_Task to carry out_
Return each line of the records that contains the word "instance". Treat uppercase and lowercase letters as distinct.

* * * * *

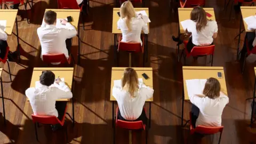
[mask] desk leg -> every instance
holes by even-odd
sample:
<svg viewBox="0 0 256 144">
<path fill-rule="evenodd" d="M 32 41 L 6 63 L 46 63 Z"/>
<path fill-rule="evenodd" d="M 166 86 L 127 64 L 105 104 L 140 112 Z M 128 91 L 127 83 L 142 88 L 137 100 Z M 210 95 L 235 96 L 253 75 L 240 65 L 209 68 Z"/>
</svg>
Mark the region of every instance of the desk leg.
<svg viewBox="0 0 256 144">
<path fill-rule="evenodd" d="M 73 127 L 75 126 L 75 110 L 74 108 L 74 98 L 72 97 L 72 111 L 73 111 Z"/>
<path fill-rule="evenodd" d="M 114 101 L 112 101 L 112 127 L 115 129 L 115 127 L 114 127 Z"/>
<path fill-rule="evenodd" d="M 241 36 L 241 27 L 242 27 L 242 17 L 241 14 L 241 18 L 240 19 L 240 28 L 239 28 L 239 36 L 238 36 L 238 44 L 237 44 L 237 50 L 236 52 L 236 60 L 239 59 L 239 44 L 240 44 L 240 38 Z"/>
<path fill-rule="evenodd" d="M 250 126 L 252 127 L 252 123 L 253 123 L 253 107 L 254 106 L 254 98 L 255 98 L 255 87 L 256 86 L 256 77 L 254 78 L 254 87 L 253 89 L 253 97 L 252 98 L 252 114 L 251 115 L 251 124 Z"/>
<path fill-rule="evenodd" d="M 20 42 L 19 41 L 19 30 L 18 29 L 18 20 L 17 18 L 16 17 L 15 19 L 16 21 L 16 31 L 17 31 L 17 42 L 18 42 L 18 46 L 17 46 L 17 53 L 19 57 L 19 60 L 20 60 Z"/>
<path fill-rule="evenodd" d="M 3 114 L 4 115 L 4 125 L 6 125 L 6 119 L 5 119 L 5 110 L 4 108 L 4 90 L 3 89 L 3 81 L 2 79 L 2 77 L 0 78 L 0 81 L 1 81 L 1 91 L 2 91 L 2 100 L 3 102 Z"/>
<path fill-rule="evenodd" d="M 83 15 L 82 15 L 83 17 Z M 78 57 L 77 57 L 77 64 L 80 63 L 80 26 L 79 25 L 78 23 L 78 26 L 77 27 L 77 29 L 78 30 Z"/>
<path fill-rule="evenodd" d="M 184 88 L 182 88 L 182 108 L 181 110 L 181 126 L 183 126 L 183 116 L 184 111 Z"/>
<path fill-rule="evenodd" d="M 151 127 L 151 101 L 149 102 L 149 122 L 148 123 L 148 127 Z"/>
</svg>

* * * * *

_Worked solution_
[mask] desk leg -> every instance
Mark the region of every instance of the desk leg.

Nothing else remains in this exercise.